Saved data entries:
******************************

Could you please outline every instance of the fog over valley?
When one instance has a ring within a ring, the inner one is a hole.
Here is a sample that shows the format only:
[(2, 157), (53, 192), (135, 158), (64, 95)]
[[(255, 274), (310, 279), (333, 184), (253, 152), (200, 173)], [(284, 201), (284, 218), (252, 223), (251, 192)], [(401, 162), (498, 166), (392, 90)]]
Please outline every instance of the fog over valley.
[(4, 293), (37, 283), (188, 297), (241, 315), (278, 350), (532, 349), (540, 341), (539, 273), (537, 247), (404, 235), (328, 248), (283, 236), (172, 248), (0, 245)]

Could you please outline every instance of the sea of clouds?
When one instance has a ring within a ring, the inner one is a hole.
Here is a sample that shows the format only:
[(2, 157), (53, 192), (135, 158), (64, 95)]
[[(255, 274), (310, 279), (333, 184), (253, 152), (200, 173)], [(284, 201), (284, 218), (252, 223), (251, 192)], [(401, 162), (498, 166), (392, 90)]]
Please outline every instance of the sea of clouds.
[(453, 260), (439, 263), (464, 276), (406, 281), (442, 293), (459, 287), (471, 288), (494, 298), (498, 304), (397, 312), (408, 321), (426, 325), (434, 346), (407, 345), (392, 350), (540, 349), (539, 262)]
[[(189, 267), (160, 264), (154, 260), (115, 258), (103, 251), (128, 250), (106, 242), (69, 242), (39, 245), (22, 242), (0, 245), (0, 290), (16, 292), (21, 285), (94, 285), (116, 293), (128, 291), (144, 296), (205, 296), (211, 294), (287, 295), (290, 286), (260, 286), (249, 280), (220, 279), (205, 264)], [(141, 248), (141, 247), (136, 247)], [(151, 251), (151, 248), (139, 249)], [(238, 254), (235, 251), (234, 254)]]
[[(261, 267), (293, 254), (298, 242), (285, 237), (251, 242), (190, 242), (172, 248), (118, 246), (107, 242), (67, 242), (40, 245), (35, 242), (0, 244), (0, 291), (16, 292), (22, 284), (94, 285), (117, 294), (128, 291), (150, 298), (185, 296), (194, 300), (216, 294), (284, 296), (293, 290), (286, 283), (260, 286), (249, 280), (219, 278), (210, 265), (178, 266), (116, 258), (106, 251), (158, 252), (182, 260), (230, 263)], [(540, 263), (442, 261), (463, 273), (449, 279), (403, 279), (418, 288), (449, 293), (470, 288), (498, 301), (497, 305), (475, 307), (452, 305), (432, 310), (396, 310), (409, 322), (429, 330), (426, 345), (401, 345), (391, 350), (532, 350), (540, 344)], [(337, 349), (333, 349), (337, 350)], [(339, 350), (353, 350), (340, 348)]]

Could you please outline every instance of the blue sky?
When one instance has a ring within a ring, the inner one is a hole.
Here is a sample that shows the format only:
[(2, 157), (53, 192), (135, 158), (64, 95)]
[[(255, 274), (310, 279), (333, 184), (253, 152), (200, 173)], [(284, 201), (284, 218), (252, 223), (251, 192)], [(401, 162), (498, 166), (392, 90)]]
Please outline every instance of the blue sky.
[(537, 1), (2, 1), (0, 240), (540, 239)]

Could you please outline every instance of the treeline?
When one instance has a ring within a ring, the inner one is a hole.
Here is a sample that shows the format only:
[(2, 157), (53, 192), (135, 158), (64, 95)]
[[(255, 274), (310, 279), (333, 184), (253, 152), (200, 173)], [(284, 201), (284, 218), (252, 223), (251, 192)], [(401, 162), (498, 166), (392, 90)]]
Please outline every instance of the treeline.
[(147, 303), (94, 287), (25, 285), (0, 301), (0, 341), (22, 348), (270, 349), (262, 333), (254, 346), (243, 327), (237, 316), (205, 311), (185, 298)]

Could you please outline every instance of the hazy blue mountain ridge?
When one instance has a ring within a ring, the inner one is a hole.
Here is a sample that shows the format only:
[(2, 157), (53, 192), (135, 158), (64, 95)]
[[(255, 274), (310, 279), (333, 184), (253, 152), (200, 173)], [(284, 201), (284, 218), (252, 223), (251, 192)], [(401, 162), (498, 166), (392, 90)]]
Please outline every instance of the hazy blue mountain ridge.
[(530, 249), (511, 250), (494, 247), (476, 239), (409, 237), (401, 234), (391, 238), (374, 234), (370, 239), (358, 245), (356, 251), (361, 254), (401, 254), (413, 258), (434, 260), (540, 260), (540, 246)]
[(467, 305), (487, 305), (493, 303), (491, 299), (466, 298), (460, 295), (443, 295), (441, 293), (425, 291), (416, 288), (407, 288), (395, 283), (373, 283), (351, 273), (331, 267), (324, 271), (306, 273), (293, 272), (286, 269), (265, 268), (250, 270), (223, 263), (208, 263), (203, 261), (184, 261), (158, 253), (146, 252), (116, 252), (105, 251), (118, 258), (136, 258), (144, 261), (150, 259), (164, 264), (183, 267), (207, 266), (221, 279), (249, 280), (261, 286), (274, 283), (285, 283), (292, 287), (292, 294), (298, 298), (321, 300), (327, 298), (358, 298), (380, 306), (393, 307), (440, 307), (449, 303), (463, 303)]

******************************

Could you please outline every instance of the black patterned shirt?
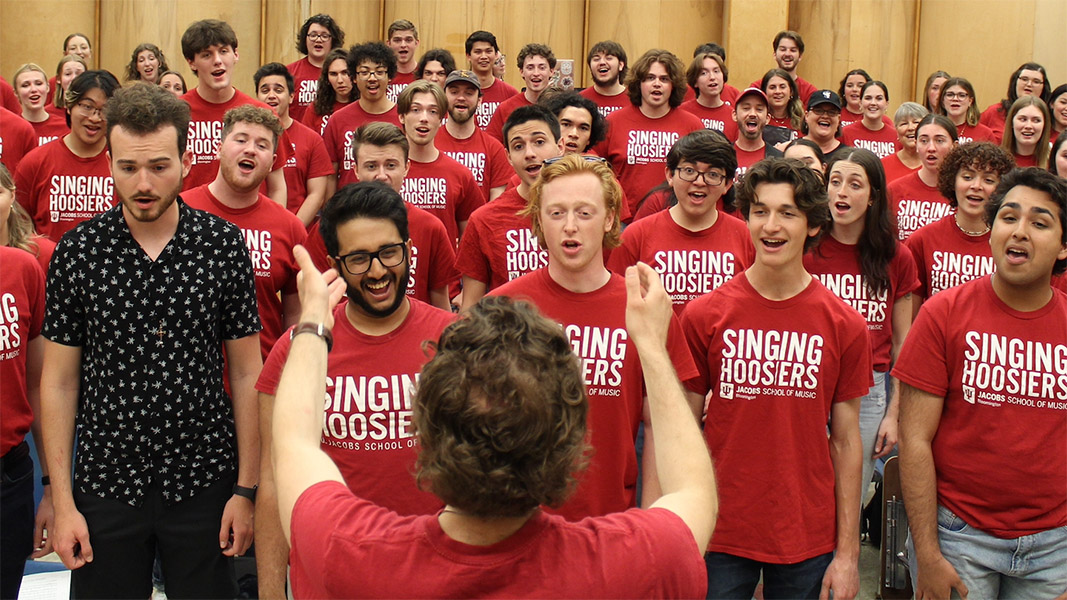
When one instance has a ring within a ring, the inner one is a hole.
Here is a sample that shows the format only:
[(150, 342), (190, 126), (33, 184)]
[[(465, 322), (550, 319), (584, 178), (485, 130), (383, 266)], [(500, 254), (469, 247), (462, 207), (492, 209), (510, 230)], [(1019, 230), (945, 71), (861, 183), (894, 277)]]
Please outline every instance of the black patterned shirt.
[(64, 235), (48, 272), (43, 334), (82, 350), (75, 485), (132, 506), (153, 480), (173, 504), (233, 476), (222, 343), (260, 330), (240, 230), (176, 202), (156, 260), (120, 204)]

******************************

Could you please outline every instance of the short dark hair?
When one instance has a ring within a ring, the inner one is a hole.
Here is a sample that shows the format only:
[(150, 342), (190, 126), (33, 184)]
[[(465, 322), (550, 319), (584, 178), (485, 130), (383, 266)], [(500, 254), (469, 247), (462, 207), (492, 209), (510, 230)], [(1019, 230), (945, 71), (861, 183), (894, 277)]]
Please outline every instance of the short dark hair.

******************************

What you have to do: Find each line in the records above that contains "short", and copy it.

Answer to this task:
Could you please outline every instance of the short dark hair?
Please outline every instance of the short dark hair.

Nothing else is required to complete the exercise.